*Richiesta data a*: Nel testo selezionato, quale meccanismo occupa il quarto posto dell'elenco?

*Testo selezionato*:
────
Essere consci di aver distrutto equilibri ed ecosistema: oggi vorremmo uscire per vivere ciò che eravamo, un’ansia tale da contare i giorni e i minuti che ci separano dal momento in cui potremo uscire per poterci sentire apparentemente liberi. I meccanismi che dobbiamo affrontare sono complessi, non sempre comprensibili alla coscienza.
Eccone alcuni:
1 – ansia di uscire
2 – difficoltà nel ritrovare i propri confini
3 – difficoltà di orientamento
4 – angoscia di contaminazione
5 – rimozione, rifiuto delle regole, negazionismo.
Ansia di uscire
Più l’attesa è forte, quasi spessa, più il contenimento è stato causa di sacrifici economici e morali, più l’angoscia è stata il filo conduttore di questi mesi, Allora l’idea di un’apertura, qualsiasi, di un metro, 100 metri, 100 chilometri, scatena in noi l’irrequietezza, e per questo sarà il nervosismo incontenibile a caratterizzare la
Fase 2.
È attendere il 4 maggio o il primo giugno (è irrilevante la data) che rende l’idea che tutto sia reale e più facile, anche se carico di dubbi sull’idea di speranza. Troppe aspettative, è chiaro, sarebbero da evitare, per non dover vivere la difficoltà di guardare il mondo che sta fuori come un deludente pericolo.
────
*Richiesta data b*: Trascrivi come lista JSON di stringhe, una per riga e senza righe vuote, le righe dei record che vanno da quella con "query: the noun phrase to segment: hilltop" fino alla fine dei record, entrambe le estremità incluse. Escludi le immagini dalla risposta.

*Dati dell'esercizio*:
────
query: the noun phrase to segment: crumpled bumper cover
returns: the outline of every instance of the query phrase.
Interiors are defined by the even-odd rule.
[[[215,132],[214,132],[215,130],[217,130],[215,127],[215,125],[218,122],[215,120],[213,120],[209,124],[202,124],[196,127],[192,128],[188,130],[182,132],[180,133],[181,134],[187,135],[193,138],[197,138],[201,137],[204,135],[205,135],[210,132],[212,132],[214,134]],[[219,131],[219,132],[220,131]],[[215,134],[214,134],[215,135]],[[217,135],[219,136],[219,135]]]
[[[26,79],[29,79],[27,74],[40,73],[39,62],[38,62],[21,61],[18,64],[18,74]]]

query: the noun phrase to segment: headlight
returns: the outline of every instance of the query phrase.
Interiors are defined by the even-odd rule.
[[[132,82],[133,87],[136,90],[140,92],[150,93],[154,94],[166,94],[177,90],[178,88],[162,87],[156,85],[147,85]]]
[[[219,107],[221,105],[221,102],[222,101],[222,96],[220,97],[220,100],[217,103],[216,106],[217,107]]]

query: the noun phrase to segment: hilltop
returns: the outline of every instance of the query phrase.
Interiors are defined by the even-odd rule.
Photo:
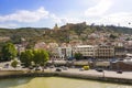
────
*Risposta completa a*: L'angoscia di contaminazione.

*Risposta completa b*:
[
  "query: the noun phrase to segment: hilltop",
  "returns: the outline of every instance of the query phrase.",
  "Interiors are defined by the even-odd rule.",
  "Photo:"
]